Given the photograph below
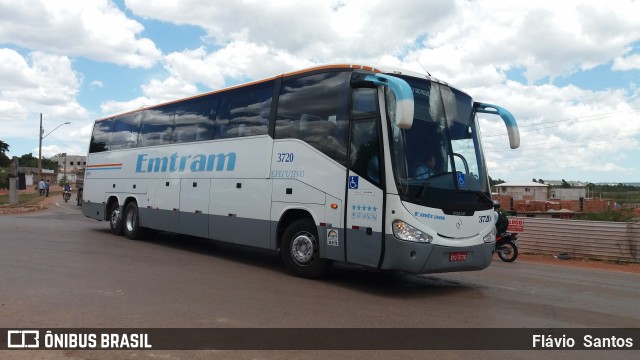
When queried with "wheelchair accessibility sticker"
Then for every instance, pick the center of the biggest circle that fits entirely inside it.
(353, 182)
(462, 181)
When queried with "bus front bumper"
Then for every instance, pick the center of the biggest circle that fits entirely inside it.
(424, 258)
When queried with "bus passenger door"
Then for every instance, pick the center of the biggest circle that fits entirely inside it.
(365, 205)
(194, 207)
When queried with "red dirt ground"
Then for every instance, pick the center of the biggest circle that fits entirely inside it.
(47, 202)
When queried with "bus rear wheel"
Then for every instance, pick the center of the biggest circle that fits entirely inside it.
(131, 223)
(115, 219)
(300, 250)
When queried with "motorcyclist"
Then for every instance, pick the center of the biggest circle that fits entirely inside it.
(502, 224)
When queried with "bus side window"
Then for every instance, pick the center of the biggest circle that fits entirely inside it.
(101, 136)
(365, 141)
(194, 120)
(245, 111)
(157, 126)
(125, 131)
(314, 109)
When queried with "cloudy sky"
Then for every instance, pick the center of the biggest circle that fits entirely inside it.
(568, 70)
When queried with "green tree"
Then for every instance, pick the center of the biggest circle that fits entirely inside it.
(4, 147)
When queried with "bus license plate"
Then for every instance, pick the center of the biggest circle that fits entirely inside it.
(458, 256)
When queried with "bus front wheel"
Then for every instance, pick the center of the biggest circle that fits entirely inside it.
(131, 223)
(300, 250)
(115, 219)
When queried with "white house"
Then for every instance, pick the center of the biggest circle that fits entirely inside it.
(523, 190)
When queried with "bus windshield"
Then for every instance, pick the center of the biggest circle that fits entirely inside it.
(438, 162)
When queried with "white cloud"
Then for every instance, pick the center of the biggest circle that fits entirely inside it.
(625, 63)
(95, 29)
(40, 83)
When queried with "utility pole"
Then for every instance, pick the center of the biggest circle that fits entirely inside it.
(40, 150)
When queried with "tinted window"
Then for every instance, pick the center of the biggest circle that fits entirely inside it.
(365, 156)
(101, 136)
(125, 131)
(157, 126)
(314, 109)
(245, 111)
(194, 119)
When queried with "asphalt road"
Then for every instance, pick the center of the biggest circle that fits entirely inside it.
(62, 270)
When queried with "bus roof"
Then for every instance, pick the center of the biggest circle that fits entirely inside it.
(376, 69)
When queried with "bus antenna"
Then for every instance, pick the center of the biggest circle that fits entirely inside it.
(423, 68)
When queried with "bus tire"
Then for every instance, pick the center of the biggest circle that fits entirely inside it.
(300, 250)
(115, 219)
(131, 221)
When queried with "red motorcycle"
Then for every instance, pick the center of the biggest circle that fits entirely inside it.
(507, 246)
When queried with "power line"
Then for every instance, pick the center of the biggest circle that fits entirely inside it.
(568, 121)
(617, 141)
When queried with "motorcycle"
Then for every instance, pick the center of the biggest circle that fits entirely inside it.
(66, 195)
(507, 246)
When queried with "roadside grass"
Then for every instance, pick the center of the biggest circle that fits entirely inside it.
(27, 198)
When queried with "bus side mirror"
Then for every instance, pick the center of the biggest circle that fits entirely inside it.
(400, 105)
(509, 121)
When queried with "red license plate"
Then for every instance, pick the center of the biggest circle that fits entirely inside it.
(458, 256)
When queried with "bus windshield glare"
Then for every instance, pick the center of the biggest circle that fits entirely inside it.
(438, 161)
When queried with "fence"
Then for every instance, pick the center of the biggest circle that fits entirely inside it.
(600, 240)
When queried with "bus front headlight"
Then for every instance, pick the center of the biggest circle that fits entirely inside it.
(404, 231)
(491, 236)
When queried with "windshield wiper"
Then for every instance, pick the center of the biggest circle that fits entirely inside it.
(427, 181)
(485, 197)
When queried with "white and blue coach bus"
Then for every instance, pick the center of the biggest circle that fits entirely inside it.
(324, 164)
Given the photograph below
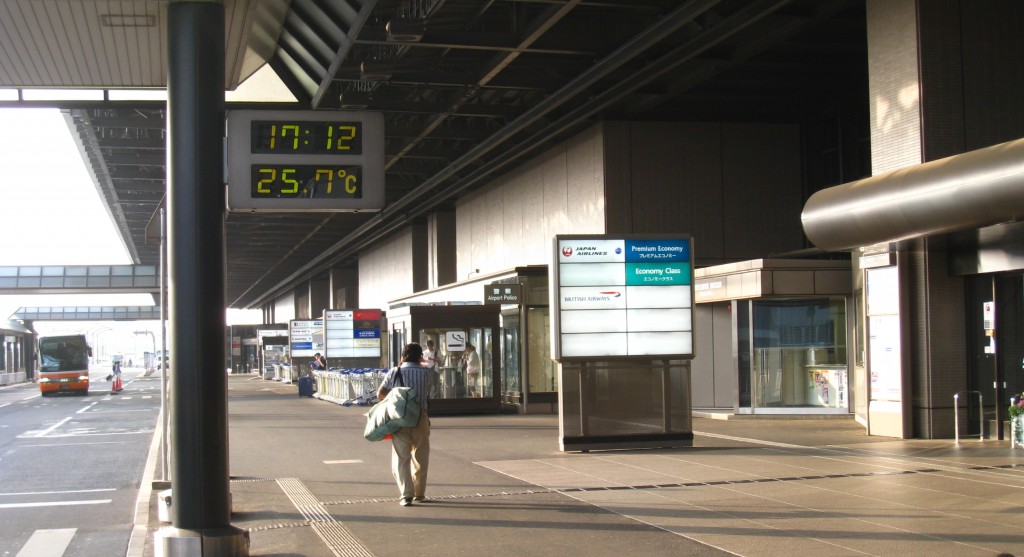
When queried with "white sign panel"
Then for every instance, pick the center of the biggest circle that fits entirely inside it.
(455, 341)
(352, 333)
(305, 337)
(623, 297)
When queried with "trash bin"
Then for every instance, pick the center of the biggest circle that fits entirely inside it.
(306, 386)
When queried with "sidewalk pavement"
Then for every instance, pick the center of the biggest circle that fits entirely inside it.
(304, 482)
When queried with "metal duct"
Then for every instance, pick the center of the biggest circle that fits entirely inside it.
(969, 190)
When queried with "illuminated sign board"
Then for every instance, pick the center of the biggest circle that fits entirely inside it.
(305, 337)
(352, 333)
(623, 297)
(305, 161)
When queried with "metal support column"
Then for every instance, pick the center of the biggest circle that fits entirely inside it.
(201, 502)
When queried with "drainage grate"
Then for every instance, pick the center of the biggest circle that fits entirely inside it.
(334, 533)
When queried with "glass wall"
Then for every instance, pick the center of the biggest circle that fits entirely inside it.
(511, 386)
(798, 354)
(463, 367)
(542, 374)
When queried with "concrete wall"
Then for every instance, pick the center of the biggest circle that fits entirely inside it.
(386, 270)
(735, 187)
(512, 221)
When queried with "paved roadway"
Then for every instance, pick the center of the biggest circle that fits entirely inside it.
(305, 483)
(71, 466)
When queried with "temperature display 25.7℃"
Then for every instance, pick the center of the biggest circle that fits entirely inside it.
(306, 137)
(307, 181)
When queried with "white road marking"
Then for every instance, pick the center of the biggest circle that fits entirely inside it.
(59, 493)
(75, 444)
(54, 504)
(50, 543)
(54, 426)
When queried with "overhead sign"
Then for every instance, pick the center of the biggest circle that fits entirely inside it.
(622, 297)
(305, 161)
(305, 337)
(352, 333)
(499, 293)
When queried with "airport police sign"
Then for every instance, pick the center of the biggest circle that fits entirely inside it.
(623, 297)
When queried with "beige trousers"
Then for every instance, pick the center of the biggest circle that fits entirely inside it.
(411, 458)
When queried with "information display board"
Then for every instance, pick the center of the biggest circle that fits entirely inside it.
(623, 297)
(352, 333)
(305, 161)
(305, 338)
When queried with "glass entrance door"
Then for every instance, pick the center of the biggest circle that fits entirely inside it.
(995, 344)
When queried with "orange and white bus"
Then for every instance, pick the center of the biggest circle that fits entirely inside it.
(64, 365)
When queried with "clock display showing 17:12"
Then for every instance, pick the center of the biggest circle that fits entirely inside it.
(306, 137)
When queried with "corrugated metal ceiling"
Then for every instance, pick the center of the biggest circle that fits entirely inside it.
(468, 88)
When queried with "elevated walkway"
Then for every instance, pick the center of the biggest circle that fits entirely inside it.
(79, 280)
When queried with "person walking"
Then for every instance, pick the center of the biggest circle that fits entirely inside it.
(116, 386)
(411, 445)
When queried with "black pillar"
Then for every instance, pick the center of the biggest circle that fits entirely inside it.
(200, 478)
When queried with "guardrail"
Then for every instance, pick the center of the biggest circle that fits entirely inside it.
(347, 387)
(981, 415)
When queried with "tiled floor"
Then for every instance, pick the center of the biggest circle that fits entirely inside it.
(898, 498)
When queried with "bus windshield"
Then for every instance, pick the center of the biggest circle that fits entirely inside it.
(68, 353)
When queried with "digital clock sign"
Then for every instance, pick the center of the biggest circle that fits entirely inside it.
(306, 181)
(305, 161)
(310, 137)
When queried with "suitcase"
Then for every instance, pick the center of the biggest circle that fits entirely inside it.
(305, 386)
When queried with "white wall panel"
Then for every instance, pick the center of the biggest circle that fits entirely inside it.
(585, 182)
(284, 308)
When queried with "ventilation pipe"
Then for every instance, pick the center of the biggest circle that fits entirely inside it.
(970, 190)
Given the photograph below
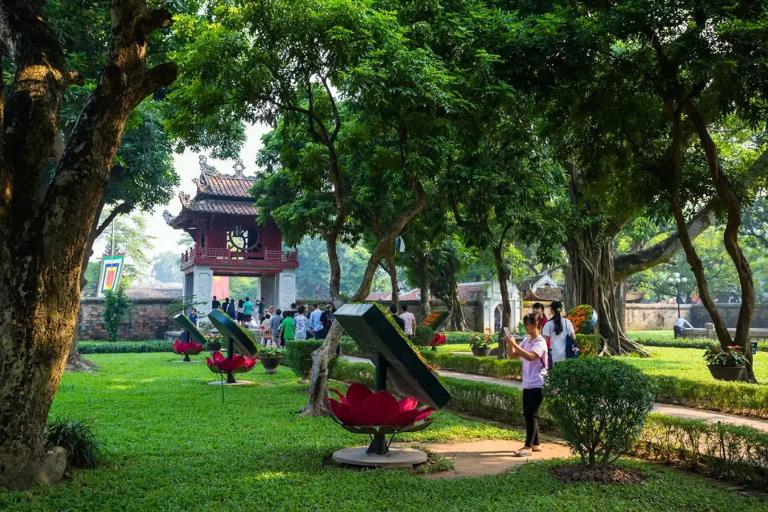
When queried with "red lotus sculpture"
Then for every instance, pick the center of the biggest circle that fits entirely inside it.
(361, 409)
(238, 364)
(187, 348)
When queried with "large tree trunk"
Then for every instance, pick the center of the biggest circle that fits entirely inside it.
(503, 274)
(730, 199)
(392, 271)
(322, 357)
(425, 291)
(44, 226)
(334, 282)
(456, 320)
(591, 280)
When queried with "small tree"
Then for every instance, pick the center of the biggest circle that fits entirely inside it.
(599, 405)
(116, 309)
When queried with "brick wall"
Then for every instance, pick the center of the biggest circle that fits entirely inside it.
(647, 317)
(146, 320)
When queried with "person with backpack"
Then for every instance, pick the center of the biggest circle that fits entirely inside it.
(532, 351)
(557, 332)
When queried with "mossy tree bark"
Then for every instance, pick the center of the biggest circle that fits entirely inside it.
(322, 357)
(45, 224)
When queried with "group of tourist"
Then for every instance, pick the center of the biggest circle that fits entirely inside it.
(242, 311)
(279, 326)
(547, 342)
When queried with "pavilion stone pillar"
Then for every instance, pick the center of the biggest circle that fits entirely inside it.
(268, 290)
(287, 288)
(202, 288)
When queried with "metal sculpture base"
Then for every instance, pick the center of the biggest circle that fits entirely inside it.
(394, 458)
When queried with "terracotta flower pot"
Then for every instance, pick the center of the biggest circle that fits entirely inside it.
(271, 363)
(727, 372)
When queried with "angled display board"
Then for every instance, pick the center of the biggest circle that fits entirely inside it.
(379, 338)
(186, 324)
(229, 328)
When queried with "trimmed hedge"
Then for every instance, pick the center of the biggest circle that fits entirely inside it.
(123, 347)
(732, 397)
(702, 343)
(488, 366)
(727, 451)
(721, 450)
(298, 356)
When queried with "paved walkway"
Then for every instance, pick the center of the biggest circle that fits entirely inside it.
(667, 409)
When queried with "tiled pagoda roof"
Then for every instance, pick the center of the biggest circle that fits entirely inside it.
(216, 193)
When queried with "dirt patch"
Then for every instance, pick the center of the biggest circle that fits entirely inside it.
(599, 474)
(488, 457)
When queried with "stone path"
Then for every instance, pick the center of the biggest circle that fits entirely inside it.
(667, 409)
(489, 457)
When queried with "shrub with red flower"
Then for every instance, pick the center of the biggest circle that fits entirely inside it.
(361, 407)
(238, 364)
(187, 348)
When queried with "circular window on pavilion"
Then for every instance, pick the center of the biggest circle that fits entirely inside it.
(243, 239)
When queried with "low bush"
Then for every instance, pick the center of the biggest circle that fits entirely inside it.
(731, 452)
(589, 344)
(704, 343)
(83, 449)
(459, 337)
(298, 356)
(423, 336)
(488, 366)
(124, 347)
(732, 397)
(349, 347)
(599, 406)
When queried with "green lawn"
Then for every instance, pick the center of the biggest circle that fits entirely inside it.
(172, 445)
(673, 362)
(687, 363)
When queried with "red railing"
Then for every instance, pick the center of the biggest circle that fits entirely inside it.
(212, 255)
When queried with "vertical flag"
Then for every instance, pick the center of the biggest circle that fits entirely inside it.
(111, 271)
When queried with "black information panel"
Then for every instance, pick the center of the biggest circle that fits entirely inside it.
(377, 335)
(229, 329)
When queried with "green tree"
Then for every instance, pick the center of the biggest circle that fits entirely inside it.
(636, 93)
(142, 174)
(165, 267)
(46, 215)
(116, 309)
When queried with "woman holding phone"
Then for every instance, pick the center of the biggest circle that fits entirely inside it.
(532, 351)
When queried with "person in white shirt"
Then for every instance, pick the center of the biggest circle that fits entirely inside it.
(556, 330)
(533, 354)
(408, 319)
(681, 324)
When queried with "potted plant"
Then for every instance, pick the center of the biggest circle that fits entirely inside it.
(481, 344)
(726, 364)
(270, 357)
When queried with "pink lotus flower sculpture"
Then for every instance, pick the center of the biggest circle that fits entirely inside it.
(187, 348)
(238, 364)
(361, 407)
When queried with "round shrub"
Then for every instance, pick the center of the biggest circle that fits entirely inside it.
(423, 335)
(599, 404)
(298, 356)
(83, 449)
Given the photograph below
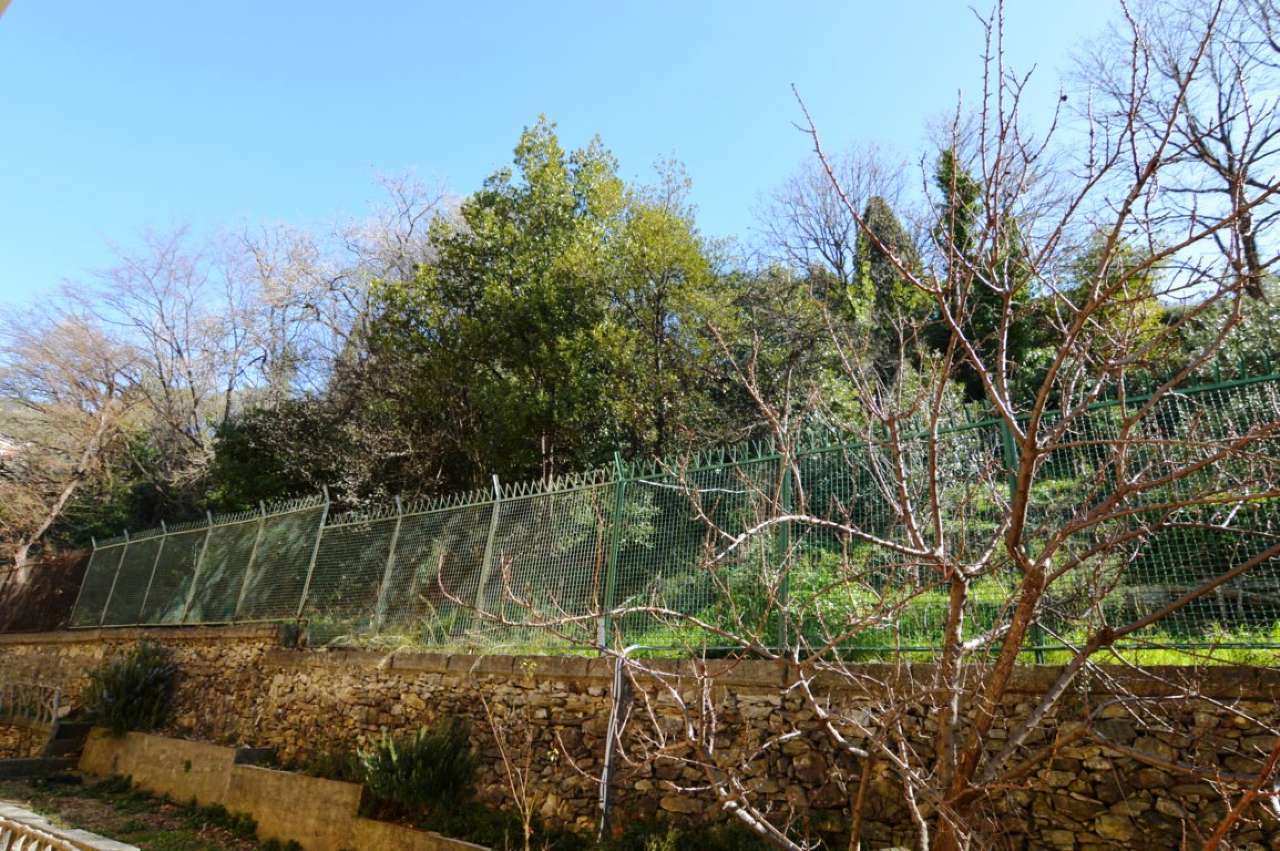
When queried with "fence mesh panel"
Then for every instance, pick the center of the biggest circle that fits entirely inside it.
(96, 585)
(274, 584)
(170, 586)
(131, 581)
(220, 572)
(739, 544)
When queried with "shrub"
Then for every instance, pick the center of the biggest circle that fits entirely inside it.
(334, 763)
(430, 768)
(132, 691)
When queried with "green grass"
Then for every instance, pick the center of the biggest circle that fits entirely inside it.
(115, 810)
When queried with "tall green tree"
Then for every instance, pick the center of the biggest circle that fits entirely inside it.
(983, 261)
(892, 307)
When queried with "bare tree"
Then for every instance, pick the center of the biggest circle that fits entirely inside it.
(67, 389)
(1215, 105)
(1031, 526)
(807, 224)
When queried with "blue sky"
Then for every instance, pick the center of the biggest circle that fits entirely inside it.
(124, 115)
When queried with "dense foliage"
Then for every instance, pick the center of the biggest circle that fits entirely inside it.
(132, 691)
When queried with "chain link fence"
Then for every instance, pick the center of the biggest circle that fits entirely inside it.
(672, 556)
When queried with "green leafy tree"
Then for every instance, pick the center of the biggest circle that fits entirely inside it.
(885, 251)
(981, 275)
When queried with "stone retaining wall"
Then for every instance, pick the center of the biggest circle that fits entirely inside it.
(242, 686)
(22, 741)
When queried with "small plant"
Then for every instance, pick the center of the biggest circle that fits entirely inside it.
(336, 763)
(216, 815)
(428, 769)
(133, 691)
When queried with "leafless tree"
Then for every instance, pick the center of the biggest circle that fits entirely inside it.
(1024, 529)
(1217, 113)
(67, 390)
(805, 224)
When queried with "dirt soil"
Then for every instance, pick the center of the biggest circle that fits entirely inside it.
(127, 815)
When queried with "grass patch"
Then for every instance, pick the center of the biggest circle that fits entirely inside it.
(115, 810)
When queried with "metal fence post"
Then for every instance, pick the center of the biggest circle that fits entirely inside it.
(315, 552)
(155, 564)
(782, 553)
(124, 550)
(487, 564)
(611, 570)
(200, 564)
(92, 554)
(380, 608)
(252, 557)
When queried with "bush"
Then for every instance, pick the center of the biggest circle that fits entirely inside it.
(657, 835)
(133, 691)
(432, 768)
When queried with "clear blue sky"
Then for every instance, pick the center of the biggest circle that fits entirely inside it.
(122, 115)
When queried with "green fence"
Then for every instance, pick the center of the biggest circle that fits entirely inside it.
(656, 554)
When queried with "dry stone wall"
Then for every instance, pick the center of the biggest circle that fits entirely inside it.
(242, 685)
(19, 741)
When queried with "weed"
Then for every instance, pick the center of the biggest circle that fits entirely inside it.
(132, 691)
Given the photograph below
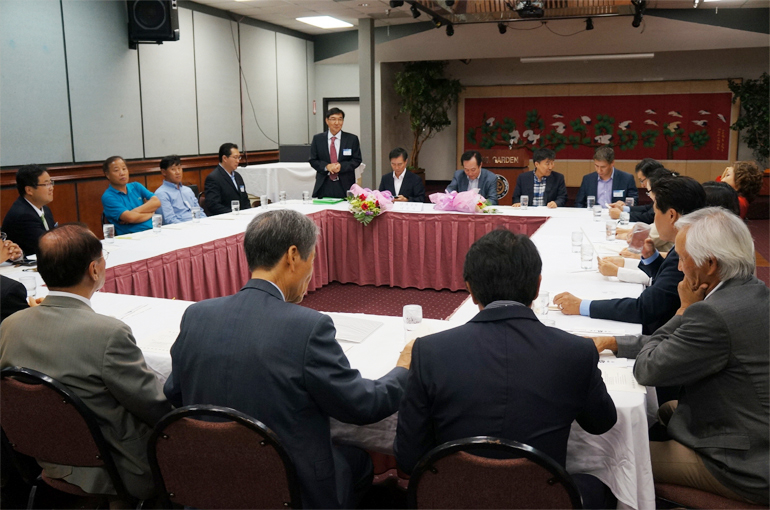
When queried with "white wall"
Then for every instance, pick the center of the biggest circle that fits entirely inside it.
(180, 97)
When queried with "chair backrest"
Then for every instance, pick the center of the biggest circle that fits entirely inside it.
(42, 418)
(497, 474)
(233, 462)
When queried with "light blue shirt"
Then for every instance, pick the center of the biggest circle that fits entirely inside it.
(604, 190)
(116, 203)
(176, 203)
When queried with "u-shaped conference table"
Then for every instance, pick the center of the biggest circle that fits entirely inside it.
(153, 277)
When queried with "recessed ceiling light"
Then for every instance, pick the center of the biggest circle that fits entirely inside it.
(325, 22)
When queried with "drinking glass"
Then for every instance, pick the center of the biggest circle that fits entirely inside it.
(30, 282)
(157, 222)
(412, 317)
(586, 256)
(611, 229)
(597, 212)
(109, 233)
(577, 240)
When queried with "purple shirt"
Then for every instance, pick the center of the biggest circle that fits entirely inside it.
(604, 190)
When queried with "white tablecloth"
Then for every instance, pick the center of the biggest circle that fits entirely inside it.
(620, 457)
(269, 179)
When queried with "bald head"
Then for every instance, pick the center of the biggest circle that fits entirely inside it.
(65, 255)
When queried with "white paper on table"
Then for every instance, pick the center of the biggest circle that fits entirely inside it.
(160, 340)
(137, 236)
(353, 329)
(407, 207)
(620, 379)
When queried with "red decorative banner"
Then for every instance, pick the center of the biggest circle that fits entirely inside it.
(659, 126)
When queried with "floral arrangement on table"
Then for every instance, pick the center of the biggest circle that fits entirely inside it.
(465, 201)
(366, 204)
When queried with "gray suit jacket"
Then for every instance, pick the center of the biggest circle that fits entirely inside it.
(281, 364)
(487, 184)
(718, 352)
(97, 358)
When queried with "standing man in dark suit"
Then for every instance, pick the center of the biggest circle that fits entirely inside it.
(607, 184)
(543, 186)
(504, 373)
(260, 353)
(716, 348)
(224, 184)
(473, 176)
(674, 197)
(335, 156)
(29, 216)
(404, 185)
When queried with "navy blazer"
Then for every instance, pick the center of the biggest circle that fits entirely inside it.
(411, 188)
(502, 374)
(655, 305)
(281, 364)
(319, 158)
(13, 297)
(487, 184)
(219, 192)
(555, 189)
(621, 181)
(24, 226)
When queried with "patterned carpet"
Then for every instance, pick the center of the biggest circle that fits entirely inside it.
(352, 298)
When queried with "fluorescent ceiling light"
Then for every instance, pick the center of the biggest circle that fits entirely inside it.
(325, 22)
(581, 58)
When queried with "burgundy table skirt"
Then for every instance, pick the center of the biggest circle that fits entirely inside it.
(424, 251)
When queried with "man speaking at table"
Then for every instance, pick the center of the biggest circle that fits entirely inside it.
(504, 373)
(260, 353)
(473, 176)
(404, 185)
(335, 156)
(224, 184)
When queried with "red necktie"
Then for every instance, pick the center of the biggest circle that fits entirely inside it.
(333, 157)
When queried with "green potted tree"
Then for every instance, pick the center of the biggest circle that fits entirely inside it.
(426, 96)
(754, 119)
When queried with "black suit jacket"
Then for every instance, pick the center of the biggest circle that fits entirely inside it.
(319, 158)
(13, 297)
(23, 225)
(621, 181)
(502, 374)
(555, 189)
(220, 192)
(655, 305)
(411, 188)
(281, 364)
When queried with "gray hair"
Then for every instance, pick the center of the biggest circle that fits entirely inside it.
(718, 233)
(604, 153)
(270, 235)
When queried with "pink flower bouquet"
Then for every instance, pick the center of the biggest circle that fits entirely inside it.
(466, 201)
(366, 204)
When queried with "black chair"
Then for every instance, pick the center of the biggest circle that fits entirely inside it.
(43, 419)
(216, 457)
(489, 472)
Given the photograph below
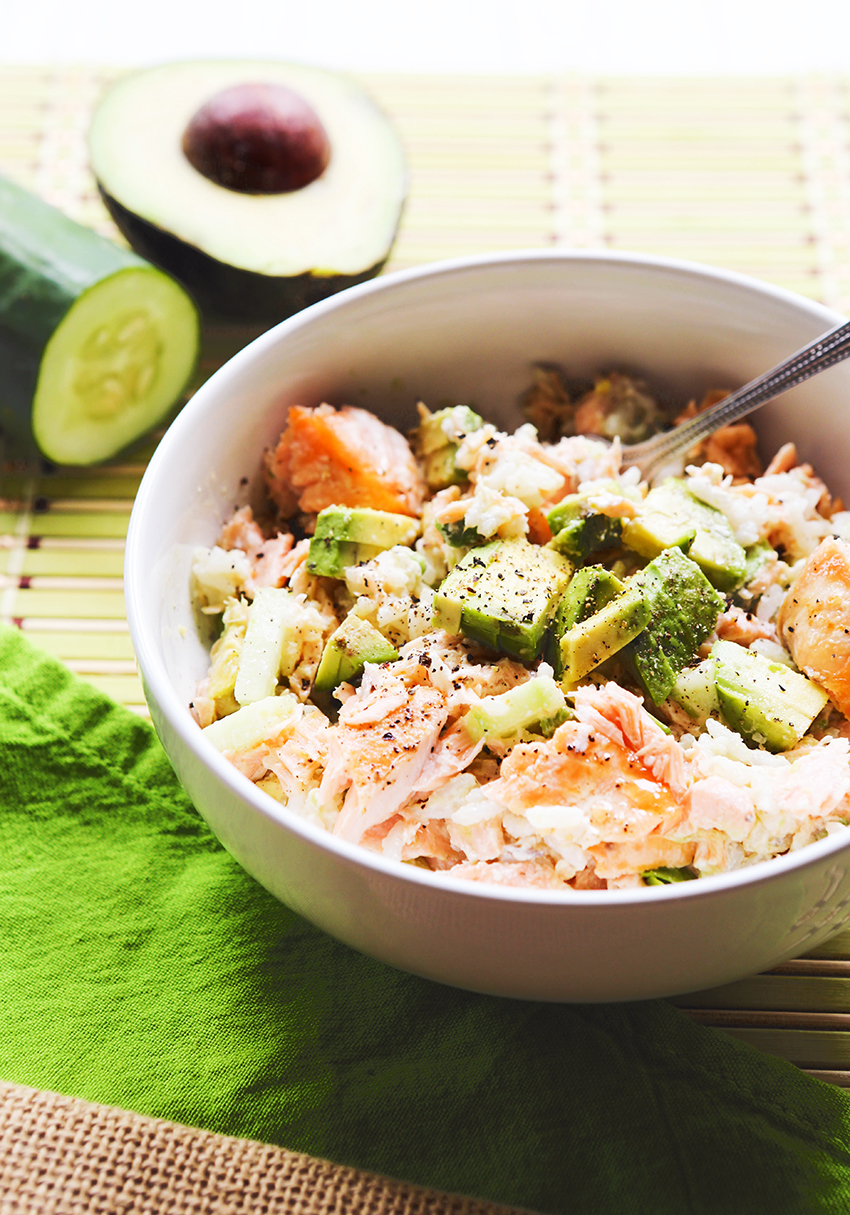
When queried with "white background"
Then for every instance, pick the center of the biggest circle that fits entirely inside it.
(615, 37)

○ ○ ○ ○

Copy every line of the entries in which "display" can be found.

### Completed task
When queried with "temperature display 25.7℃"
When queried with "information display board"
When queried with "clock display showing 17:12"
When queried with "angled display board"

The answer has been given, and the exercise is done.